◆ WHAT THE TASK ASKS ◆
In the forum thread below about rolling the Russian "Р", at what age does Marcus say he managed to pronounce hard "l"?

BEGIN EXTRACTED TEXT

# Forum General General Discussion  Rolling the "Р" (R sound) - important, or not?

## Lindsay

I'm having a lot of trouble learning to roll "Р" (R sound).  I can manage it - sort of - at the beginning of a word like Рыба, but really struggle to do it in the middle, especially for example words like Бутерброд. 
If anybody has any exercises that can help me learn to do it, that would be most appreciated  ::  
If I can't get my tongue around it, is it a terrible thing if I'm only able to say the sound in the "English" way? 
Thanks,
Lindsay

----------


## Marcus

> If I can't get my tongue around it, is it a terrible thing if I'm only able to say the sound in the "English" way?

 It's not terrible, of course, but it's not good. You won't be able to distinguish between hard and soft "r". Then, especially if your accent is non-rhotic, the sound may desappear because English "r" is less audible than Russian, isn't it? Alveolar trill is a really difficult sound. Children fight against it for a long time (I couldn't pronounce it untill I was seven years old). Soft "r" was a little bit easier to me: I started pronouncing it a year before. I managed to pronounce hard "l" only at nine. Soft "l" did noy cause any problems to me.

END EXTRACTED TEXT
BEGIN DATA SECTION

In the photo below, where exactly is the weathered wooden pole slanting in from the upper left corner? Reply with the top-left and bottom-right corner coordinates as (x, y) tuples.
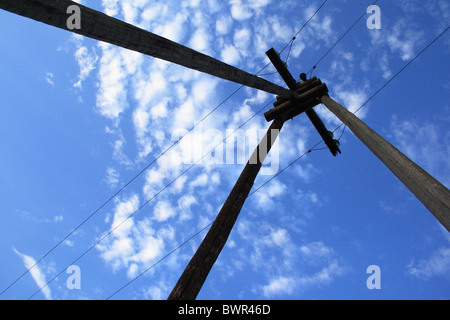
(0, 0), (289, 95)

END DATA SECTION

◆ RESULT OF THIS TASK ◆
At nine.